_EXPLORE THE MATERIAL_:
[1] In the text on networking a shop, what does other equipment expect on the power cable, according to the explanation of powerline adapters?
[2] Reproduce word for word the part of the text on networking a shop starting at "These work by" and ending at "the megahertz ranges.".
[3] Extend the text on networking a shop, picking up right after its final sentence.

_GIVEN TEXT_:
++++++++++++++++++++

Why do you need a router? Do you plan to create a specific subnet in your shop? A subnet that needs to be managed from within the shop?
I would just use a Cat6a (maybe Cat7) between your home switch and a switch in your shop. That would also cover the case of a specific VLAN for the shop (assuming you have VLAN-capable switches).
Since you are looking for simplicity, you could also consider access points that are managed centrally - I use Ubiquity and they are great for that. If you only need WiFi in the shop, you could directly power your AP from the ethernet cable and cut on the switch.
Question - is the shop powered by a cable from the house?
If yes, you might be able to get away using a pair of powerline adapters, one at each end.
These work by encoding the data as high frequency "noise" on the power cable. The adapter at each end is powered through a wall socket and can see this noise. Other equipment expects 50 or 60 Hz AC and will generally ignore noise in the megahertz ranges.
If you've got medical equipment or a sound recording studio or stuff that could otherwise be sensitive to noise, this may not be a good solution.
Personally I dislike them, but for specific tasks like this they are easy and "good enough"
The modern ones use encryption which is good, because sometimes the signal can go back out toward the street. In the early days, it was sometimes possible to see someone else's unencrypted network from down the road if two nearby installations were on the same phase.

++++++++++++++++++++

_RECORDED INFORMATION_:
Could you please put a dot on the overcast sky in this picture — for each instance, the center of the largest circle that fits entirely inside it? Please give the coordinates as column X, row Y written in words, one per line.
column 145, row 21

++++++++++++++++++++

_RESULTS BY TASK_:
[1] 50 or 60 Hz AC

[2]
These work by encoding the data as high frequency "noise" on the power cable. The adapter at each end is powered through a wall socket and can see this noise. Other equipment expects 50 or 60 Hz AC and will generally ignore noise in the megahertz ranges.

[3]
Second point - if the power is run through a conduit, you may be able to "blow" a draw-string in and then pull a fibre through the same pipe. Being optical plastic, fibre cable is immune to shorts and to induced voltages. The main risk is heat - if the plastic fibre gets too hot it will degrade performance by going fuzzy, and potentially melting if the temperature is high enough.
If no, then avoid running copper/UTP cable and stick with your original idea of fibre/fiber.
Reason here is that if your power frequency gets out of alignment between the two ends, its possible to build up a potential difference across the copper ethernet. This results in a low voltage AC on the wire, which can do damage to electronics if the voltage differential grows too high.
There are adapters called "FOTs" or Fibre-Optic Transceivers which have a copper RJ45 port and a fibre port or SFP, and work to translate between the two media.
Or you can get an ethernet switch where a couple of ports are fibre and the rest are copper.